-- BEGIN Excerpt --
Quantifying Harm in Unfair Competition Cases

Published on Jan 22, 2026

Quantifying harm in unfair competition cases remains one of the most sensitive aspects of business litigation.

 

Although the principle of full compensation is a cornerstone of civil liability under French law, its application in the field of unfair competition raises significant difficulties. The harm caused by unfair competitive practices is often diffuse, progressive, and closely intertwined with external factors unrelated to the wrongful conduct itself.

 

This challenge has led French courts to gradually refine their approach to competitive harm, in an effort to strike a balance between facilitating redress for victims and avoiding turning compensation into a sanction for profitable wrongdoing.

 

Recent rulings of the Cour de Cassation (French Supreme Court) illustrate this constant balancing act.

 

This article reviews those key decisions and the guidance they provide regarding compensation for harm arising from acts of unfair competition.

 

In matters of civil liability, French case law has consistently held that harm – a prerequisite for the application of compensatory mechanisms – must be certain and precisely assessed, as lump-sum compensation is, in principle, excluded[1].

 

This requirement flows from the principle of full compensation, which prohibits both the unjust enrichment of the victim and the disguised punishment of the wrongdoer.
-- END Excerpt --
-- BEGIN Record list --
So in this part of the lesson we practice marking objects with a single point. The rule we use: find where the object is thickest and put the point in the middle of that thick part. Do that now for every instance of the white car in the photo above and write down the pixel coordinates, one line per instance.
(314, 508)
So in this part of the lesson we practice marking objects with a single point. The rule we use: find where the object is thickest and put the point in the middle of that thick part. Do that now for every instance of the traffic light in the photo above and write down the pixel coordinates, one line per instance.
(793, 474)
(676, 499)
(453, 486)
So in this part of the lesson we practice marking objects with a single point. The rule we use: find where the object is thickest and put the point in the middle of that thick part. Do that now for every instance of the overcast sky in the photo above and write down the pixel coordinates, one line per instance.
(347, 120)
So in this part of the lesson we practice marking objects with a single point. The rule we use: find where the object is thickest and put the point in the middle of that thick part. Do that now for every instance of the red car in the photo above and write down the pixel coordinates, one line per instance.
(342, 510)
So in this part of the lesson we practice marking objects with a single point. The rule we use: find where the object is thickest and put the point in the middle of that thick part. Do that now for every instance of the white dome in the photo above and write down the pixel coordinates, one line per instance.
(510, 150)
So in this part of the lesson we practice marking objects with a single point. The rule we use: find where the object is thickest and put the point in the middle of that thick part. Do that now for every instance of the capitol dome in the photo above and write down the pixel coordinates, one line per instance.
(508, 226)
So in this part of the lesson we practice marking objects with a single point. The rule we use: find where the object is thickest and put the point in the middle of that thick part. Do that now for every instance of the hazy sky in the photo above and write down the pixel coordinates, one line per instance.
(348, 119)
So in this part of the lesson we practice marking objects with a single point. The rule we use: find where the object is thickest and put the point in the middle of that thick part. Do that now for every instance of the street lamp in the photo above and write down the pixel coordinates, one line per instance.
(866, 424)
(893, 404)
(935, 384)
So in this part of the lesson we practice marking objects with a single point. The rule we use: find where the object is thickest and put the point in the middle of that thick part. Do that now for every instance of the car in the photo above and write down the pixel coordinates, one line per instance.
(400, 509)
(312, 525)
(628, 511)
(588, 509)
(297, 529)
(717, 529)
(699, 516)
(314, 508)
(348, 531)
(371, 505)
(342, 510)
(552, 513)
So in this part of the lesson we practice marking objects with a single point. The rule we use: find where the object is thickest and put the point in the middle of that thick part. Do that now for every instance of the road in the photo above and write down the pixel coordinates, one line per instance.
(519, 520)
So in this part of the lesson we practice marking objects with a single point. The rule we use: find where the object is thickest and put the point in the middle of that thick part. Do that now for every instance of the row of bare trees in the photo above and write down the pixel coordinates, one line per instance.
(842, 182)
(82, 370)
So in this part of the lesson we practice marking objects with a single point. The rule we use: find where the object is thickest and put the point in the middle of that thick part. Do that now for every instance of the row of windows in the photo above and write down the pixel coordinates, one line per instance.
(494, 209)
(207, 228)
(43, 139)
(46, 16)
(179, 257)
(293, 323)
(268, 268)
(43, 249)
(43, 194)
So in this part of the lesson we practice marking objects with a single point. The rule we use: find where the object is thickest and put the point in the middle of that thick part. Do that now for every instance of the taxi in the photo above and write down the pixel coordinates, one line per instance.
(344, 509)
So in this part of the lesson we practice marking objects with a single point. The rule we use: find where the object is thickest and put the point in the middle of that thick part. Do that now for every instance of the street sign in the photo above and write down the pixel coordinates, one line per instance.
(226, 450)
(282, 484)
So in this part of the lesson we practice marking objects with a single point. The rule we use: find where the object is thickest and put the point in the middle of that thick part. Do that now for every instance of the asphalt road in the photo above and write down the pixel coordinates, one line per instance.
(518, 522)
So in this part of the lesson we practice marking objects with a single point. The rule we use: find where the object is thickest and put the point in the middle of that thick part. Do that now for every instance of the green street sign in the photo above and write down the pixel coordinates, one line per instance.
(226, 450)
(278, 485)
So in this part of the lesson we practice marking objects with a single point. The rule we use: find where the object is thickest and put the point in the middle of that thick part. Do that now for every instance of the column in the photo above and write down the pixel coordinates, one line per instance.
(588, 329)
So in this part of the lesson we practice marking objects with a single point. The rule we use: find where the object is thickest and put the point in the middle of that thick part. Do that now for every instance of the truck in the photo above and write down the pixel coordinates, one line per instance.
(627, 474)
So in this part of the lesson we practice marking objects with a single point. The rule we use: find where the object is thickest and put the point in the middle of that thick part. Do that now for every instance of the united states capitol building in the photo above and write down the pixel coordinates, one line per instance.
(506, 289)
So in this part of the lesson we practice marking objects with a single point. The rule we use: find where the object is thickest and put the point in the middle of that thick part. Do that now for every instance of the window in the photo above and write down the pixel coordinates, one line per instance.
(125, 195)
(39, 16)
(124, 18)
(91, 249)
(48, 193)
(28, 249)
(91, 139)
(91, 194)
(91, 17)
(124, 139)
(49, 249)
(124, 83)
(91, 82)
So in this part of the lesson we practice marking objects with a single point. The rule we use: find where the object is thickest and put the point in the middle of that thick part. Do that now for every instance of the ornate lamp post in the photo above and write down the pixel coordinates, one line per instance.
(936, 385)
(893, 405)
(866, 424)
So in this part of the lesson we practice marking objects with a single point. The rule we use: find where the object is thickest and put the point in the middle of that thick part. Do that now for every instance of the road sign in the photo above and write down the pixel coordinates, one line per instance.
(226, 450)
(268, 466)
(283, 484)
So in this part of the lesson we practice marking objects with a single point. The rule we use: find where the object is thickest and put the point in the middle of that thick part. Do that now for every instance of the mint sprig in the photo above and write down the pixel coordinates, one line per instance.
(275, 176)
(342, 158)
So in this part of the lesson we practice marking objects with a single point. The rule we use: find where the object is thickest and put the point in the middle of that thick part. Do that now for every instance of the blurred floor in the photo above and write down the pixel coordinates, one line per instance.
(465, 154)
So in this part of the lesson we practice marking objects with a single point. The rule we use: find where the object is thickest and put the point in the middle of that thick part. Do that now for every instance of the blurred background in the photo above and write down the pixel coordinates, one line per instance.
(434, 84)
-- END Record list --
Work to complete
A: Determine whether each statement below agrees with the article on quantifying harm in unfair competition cases, answering yes or no and quoting the deciding words of the article. (i) Lump-sum compensation is, in principle, excluded. (ii) The harm caused by unfair competitive practices is usually sudden and unaffected by outside factors. (iii) The principle of full compensation prohibits the unjust enrichment of the victim.
B: Carry on the article on quantifying harm in unfair competition cases from the point where it stops.

Answers by task
A:
(i) Yes: "lump-sum compensation is, in principle, excluded"
(ii) No: "often diffuse, progressive, and closely intertwined with external factors unrelated to the wrongful conduct itself"
(iii) Yes: "prohibits both the unjust enrichment of the victim and the disguised punishment of the wrongdoer"

B:
 

However, in unfair competition cases, this principle encounters a structural difficulty. While wrongful conduct may be clearly established, proving and quantifying the resulting harm is often materially complex. The economic effects of unfair practices are rarely immediate, frequently diffuse, and commonly intertwined with external factors unrelated to the wrongful conduct.

 

Aware of this reality, French courts have gradually accepted more flexible assessment methods, going so far as to acknowledge that any act of unfair competition necessarily causes harm, even if solely of a non-pecuniary nature[2].

 

In this respect, the Cristal ruling handed down by the Cour de Cassation in 2020 marked a significant milestone by recognizing that the undue advantage obtained by the wrongdoer may serve as a basis for assessing the harm suffered[3].

 

Recent decisions nevertheless reflect a tightening of the compensatory framework. The Cour de Cassation now appears to seek to preserve a delicate balance: facilitating redress for victims without turning compensation into a sanction for profitable wrongdoing.

  

The elusive nature of harm in unfair competition cases

 

The specific difficulty of unfair competition litigation lies less in establishing the wrongful conduct than in identifying its effects. Distortions of fair competition rarely produce immediately quantifiable consequences. Their impact unfolds over time, overlaps with external market factors, and often renders any precise economic assessment illusory.

 

French courts have, therefore, acknowledged that any act of unfair competition necessarily causes, by its very nature, a business disruption.This disruption constitutes harm in itself, irrespective of any quantified financial loss, and justifies compensation for non-pecuniary damage, which is irrebuttably presumed.

 

This presumption does not stem from excessive leniency, but rather from a pragmatic observation: any breach of the rules of fair competition necessarily affects the competitive position of the company concerned.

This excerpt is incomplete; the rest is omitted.